Rewrite the rows from the line with "query (the noun phrase to segment): small" to the line with "126 138 L 126", putting "gravel" wherever "grass" appears and keeping everything else the same. Leave the pictures out of your answer.

▸ Records for processing
====

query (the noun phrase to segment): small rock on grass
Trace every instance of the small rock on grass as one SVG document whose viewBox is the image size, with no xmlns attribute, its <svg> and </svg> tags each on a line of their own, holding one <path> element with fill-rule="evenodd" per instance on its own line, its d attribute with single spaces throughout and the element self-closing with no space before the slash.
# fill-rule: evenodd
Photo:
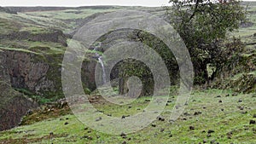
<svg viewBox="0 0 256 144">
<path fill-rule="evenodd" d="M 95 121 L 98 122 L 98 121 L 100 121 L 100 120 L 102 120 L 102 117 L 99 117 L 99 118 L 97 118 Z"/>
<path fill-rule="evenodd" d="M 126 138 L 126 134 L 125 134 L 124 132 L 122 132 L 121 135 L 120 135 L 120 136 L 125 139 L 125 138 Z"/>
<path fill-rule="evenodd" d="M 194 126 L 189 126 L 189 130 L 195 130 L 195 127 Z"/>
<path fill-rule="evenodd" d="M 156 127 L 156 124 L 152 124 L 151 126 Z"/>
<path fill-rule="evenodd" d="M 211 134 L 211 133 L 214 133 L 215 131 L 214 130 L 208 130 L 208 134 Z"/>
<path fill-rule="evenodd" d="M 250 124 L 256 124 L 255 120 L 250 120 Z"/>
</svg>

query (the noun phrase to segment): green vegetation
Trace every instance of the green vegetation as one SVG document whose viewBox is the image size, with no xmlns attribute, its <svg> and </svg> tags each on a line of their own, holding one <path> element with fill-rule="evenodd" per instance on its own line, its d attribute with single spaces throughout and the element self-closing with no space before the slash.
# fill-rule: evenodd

====

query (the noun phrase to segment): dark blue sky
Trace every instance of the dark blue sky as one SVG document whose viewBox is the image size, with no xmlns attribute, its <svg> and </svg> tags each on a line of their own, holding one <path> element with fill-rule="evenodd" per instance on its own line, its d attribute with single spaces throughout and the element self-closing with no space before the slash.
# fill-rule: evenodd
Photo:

====

▸ Written response
query (the noun phrase to segment): small rock on gravel
Trace every instance of the small rock on gravel as one SVG document whose viewBox is the image size, with no xmlns attribute, its <svg> and </svg> tags each on a line of their own, holding one <path> element with fill-rule="evenodd" per instance on its own line, its d attribute with single spaces throughout and the element self-closing with no space before the slash.
# fill-rule: evenodd
Photo:
<svg viewBox="0 0 256 144">
<path fill-rule="evenodd" d="M 95 121 L 98 122 L 98 121 L 100 121 L 100 120 L 102 120 L 102 117 L 99 117 L 99 118 L 97 118 Z"/>
<path fill-rule="evenodd" d="M 126 138 L 126 134 L 125 134 L 124 132 L 122 132 L 121 135 L 120 135 L 120 136 L 125 139 L 125 138 Z"/>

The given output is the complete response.